**YOUR INSTRUCTIONS**
Transcribe exactly the line that contains "Target: sky background" and every line after it through the end of the records, with nothing else.

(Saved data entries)

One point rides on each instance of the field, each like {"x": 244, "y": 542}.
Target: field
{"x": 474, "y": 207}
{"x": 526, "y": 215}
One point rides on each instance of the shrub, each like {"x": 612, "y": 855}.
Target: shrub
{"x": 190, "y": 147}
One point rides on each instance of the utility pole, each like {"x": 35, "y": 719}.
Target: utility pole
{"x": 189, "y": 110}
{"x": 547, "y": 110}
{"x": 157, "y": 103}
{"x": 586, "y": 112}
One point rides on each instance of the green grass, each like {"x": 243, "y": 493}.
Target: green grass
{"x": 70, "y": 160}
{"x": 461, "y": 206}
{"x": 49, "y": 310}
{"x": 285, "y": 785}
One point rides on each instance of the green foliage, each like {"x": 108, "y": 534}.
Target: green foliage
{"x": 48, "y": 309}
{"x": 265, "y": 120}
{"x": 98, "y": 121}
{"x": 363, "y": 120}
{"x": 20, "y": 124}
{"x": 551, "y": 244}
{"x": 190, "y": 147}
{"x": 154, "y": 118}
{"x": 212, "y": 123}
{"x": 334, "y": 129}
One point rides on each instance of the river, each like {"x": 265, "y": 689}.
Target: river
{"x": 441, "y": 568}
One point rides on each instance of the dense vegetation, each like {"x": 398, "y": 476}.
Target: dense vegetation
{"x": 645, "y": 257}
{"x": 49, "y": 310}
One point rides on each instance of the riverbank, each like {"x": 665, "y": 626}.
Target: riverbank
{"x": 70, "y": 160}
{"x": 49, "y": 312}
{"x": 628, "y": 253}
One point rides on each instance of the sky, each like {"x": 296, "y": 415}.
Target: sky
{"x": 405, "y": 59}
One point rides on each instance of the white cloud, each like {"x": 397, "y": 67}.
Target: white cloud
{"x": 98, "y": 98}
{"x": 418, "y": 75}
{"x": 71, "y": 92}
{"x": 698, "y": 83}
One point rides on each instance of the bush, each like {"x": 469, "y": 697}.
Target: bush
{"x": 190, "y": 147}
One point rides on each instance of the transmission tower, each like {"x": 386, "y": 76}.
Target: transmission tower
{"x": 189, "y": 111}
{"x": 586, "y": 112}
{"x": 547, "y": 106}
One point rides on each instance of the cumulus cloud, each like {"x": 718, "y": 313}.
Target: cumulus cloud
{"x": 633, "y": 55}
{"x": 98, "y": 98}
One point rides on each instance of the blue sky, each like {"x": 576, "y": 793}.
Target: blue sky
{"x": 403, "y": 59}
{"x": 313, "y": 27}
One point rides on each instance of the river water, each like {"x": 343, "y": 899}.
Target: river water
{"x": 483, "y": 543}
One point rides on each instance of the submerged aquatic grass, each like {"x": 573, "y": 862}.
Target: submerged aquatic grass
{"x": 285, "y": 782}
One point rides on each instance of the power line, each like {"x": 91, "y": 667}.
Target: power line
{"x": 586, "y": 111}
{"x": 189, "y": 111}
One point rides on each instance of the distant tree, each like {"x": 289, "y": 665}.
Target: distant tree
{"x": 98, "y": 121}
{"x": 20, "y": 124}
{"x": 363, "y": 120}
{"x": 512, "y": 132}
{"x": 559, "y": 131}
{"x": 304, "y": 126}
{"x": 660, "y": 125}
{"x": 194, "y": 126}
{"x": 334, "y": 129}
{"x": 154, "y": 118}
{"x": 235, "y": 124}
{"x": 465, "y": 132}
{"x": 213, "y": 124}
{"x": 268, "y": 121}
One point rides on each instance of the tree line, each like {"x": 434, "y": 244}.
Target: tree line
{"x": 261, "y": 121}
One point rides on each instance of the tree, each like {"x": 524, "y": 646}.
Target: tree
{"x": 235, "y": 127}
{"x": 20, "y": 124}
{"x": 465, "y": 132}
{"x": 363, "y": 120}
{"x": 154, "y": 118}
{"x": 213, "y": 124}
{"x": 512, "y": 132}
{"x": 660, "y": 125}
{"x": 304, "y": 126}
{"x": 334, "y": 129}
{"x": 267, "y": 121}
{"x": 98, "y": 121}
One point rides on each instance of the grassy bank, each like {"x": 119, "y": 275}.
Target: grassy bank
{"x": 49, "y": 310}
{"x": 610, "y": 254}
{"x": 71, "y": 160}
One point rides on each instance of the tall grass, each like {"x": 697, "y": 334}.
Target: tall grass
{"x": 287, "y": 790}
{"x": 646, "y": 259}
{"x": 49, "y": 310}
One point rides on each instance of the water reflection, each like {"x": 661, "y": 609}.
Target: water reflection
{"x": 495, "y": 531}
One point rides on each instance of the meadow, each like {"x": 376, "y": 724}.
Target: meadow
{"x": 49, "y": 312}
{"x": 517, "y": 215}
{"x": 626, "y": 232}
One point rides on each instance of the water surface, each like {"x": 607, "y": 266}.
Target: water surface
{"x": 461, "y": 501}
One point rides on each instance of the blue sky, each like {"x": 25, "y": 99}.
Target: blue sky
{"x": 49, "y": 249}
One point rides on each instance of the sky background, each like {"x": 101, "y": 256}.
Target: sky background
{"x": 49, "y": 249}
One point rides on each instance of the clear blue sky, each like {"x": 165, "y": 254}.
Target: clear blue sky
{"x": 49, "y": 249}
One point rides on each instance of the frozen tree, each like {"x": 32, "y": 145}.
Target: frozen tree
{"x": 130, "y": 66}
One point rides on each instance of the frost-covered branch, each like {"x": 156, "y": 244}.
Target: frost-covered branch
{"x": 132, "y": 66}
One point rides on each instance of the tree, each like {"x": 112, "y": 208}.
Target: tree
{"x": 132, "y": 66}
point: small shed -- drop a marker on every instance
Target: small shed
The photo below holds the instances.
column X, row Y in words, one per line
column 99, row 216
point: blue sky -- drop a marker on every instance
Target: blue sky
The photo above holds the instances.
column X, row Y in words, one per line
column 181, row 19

**ANSWER FOR THE TASK**
Target: sky background
{"x": 49, "y": 249}
One point rides on each instance of the clear blue sky, each like {"x": 165, "y": 254}.
Target: clear blue sky
{"x": 49, "y": 249}
One point rides on each instance of the frozen tree, each like {"x": 32, "y": 145}.
Target: frozen tree
{"x": 130, "y": 66}
One point rides on each instance of the frost-covered branch, each like {"x": 156, "y": 244}.
Target: frost-covered branch
{"x": 132, "y": 66}
One point rides on each instance of the tree, each like {"x": 112, "y": 208}.
Target: tree
{"x": 132, "y": 66}
point: small shed -- drop a marker on every instance
Target: small shed
The photo below holds the instances.
column X, row Y in words, one per line
column 99, row 216
point: blue sky -- drop a marker on every instance
Target: blue sky
The photo above holds the instances.
column X, row Y in words, one per line
column 181, row 19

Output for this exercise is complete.